--- START Given data ---

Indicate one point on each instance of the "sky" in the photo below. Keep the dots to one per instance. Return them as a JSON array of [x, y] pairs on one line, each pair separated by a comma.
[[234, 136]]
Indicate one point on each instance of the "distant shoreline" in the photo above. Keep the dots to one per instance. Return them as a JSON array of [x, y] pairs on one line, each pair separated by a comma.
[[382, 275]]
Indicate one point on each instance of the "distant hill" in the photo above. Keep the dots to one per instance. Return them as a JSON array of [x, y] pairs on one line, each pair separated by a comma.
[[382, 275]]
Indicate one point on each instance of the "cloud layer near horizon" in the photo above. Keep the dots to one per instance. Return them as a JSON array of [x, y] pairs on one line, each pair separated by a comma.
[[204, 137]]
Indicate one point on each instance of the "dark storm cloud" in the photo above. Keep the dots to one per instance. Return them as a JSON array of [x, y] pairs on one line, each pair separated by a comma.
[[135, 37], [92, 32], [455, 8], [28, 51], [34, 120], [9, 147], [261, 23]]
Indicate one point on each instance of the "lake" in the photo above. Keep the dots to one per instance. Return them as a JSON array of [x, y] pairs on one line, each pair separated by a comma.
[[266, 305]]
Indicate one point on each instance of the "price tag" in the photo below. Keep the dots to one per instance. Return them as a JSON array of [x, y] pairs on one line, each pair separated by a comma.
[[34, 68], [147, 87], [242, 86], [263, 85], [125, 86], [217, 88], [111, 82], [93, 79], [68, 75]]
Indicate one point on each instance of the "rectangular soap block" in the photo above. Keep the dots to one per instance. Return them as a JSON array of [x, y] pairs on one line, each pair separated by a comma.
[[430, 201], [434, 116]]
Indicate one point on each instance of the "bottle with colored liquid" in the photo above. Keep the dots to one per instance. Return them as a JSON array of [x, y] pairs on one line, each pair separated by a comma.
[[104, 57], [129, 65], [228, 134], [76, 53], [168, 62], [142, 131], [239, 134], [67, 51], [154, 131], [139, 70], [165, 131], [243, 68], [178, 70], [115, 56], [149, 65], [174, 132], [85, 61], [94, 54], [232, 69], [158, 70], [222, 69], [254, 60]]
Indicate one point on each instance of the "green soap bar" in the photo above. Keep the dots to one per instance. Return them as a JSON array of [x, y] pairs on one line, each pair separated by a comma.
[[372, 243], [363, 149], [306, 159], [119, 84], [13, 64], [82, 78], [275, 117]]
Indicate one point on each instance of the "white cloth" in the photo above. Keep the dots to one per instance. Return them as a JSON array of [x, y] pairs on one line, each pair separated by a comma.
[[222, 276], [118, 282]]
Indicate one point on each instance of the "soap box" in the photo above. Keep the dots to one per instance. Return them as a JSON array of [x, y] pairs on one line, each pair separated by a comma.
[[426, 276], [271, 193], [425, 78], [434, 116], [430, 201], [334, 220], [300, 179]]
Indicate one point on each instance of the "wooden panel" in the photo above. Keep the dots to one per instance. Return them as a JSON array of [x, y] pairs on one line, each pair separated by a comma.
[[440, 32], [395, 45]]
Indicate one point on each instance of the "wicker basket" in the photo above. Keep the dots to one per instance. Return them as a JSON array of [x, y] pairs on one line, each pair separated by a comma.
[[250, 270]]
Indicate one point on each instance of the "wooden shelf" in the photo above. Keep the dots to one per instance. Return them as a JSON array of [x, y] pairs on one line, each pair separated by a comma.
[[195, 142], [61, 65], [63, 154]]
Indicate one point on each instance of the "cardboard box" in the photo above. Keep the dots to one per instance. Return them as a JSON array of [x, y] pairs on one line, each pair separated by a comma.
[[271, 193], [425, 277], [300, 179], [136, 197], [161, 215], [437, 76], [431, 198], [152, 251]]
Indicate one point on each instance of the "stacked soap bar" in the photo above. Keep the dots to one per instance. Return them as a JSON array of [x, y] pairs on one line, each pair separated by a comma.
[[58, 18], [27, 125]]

--- END Given data ---

#### [Exercise aim]
Rewrite the entries from the first one through the line containing "[[430, 201], [434, 116]]", both included, switching "dark storm cloud" to "thunderhead" and keeping everything else the same.

#### [Response to this exercise]
Indicate one point on each instance of the "sky" in the photo below. Keep the dots to one per instance. Return them as a JSON array of [x, y] pairs on one line, each pair separated by a comma.
[[234, 136]]
Indicate one point on each instance of the "distant shoreline" in the photo above. Keep the dots to one per instance. Return them as a JSON array of [x, y] pairs on one line, each pair separated by a comma.
[[382, 275]]
Indicate one point on each instance of the "distant hill" in the photo above. Keep the dots to one per instance. Return them as a JSON array of [x, y] pairs on one line, each pair separated by a comma.
[[382, 275]]
Indicate one point on each instance of the "cloud layer near horizon" in the photo above. Keep the dots to one per instance. Return them as a JSON array of [x, y] pairs on one line, each pair separated by a comma.
[[204, 137]]
Indicate one point on each instance of the "thunderhead" in the photo above. Keep the dots to one per instance. Return them as a JSON array of [x, y] pairs on one line, each pair separated by a comma.
[[135, 37], [92, 32], [455, 8], [28, 51], [34, 120], [9, 147], [261, 23]]
Indicate one point on each instance of the "lake" in the photo above. Keep the dots to one per instance. Return them as a JSON array of [x, y] pairs on one line, each pair separated by a comma.
[[266, 305]]
Indicate one point on each instance of the "price tag" in the photo below. Keep the dots to one per instance. Return them as a JSON array of [x, y] pairs on one line, each pair separated by a comma.
[[34, 68], [147, 87], [242, 86], [263, 85], [125, 86], [217, 88], [111, 82], [93, 79], [68, 75]]
Indicate one point on each instance of the "rectangular soap block" in the photo above. Keep the dots to one per instance. Return them as a JSON array of [x, y] pairs on one line, each pair separated by a comma.
[[430, 201], [434, 116]]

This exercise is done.